* _Given instruction A_
Copy the entries word for word, starting from the first line and continuing up to and including the line that contains "<point>479,208</point>".

Shortcuts

Data Transformations

In MMClassification, the data preparation and the dataset is decomposed. The datasets only define how to get samples’ basic information from the file system. These basic information includes the ground-truth label and raw images data / the paths of images.

To prepare the inputs data, we need to do some transformations on these basic information. These transformations includes loading, preprocessing and formatting. And a series of data transformations makes up a data pipeline. Therefore, you can find the a pipeline argument in the configs of dataset, for example:

img_norm_cfg = dict(
    mean=[123.675, 116.28, 103.53], std=[58.395, 57.12, 57.375], to_rgb=True)
train_pipeline = [
    dict(type='LoadImageFromFile'),
    dict(type='RandomResizedCrop', size=224),
    dict(type='RandomFlip', flip_prob=0.5, direction='horizontal'),
    dict(type='Normalize', **img_norm_cfg),
    dict(type='ImageToTensor', keys=['img']),
    dict(type='ToTensor', keys=['gt_label']),
    dict(type='Collect', keys=['img', 'gt_label'])

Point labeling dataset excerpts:
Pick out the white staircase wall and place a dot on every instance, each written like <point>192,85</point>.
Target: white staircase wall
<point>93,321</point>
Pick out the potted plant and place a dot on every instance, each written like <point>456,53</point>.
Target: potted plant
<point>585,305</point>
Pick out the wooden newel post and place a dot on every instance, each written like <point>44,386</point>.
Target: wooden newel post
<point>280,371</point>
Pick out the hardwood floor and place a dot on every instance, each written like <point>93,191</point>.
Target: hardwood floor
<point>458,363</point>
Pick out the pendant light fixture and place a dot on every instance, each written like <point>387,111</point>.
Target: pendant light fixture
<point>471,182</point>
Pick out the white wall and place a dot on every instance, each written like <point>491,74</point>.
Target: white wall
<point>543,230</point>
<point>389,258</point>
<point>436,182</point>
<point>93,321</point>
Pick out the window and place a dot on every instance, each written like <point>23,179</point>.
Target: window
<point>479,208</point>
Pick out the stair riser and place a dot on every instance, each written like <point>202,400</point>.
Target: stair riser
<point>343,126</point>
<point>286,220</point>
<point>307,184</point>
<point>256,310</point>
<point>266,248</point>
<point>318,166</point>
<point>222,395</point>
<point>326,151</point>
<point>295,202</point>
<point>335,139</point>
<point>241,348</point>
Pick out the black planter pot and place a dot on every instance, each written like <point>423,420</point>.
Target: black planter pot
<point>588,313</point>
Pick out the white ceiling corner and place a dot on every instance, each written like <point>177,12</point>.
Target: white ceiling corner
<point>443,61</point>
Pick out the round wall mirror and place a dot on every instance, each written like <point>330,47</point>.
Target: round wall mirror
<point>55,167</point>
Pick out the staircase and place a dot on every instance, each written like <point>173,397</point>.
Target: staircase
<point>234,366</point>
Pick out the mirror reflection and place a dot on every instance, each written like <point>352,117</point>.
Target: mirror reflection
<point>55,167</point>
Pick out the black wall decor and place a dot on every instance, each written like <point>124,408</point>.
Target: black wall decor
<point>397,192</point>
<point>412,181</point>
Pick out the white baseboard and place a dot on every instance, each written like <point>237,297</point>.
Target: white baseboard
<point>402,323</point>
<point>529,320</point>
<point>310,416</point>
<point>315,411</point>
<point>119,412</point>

* _Given instruction B_
Pick up the text on MMClassification data transformations where it stops and write the next part.

* _Task response A_
Pick out the white staircase wall and place a dot on every instance, each written like <point>192,85</point>.
Target: white staircase wall
<point>93,321</point>
Pick out the potted plant and place a dot on every instance, each written like <point>456,53</point>.
Target: potted plant
<point>585,305</point>
Pick out the wooden newel post and place a dot on every instance, each written like <point>44,386</point>.
Target: wooden newel post
<point>280,371</point>
Pick out the hardwood floor and place a dot on every instance, each written like <point>93,191</point>.
Target: hardwood floor
<point>458,363</point>
Pick out the pendant light fixture and place a dot on every instance, each written like <point>387,111</point>.
Target: pendant light fixture
<point>471,182</point>
Pick out the white wall and place a dot on every instance, each written like <point>491,74</point>.
Target: white wall
<point>543,230</point>
<point>389,258</point>
<point>436,182</point>
<point>93,321</point>
Pick out the window and place a dot on every instance, each written like <point>23,179</point>.
Target: window
<point>479,208</point>

* _Task response B_
]
test_pipeline = [
    dict(type='LoadImageFromFile'),
    dict(type='Resize', size=256),
    dict(type='CenterCrop', crop_size=224),
    dict(type='Normalize', **img_norm_cfg),
    dict(type='ImageToTensor', keys=['img']),
    dict(type='Collect', keys=['img'])
]

data = dict(
    train=dict(..., pipeline=train_pipeline),
    val=dict(..., pipeline=test_pipeline),
    test=dict(..., pipeline=test_pipeline),
)

Every item of a pipeline list is one of the following data transformations class. And if you want to add a custom data transformation class, the tutorial Custom Data Pipelines will help you.

Loading

LoadImageFromFile

class mmcls.datasets.pipelines.LoadImageFromFile(to_float32=False, color_type='color', file_client_args={'backend': 'disk'})[source]

Load an image from file.

Required keys are “img_prefix” and “img_info” (a dict that must contain the key “filename”). Added or updated keys are “filename”, “img”, “img_shape”, “ori_shape” (same as img_shape) and “img_norm_cfg” (means=0 and stds=1).

Parameters
  • to_float32 (bool) – Whether to convert the loaded image to a float32 numpy array. If set to False, the loaded image is an uint8 array. Defaults to False.

  • color_type (str) – The flag argument for mmcv.imfrombytes(). Defaults to ‘color’.

  • file_client_args (dict) – Arguments to instantiate a FileClient. See mmcv.fileio.FileClient for details. Defaults to dict(backend='disk').

Preprocessing and Augmentation

CenterCrop

class mmcls.datasets.pipelines.CenterCrop(crop_size, efficientnet_style=False, crop_padding=32, interpolation='bilinear', backend='cv2')[source]

Center crop the image.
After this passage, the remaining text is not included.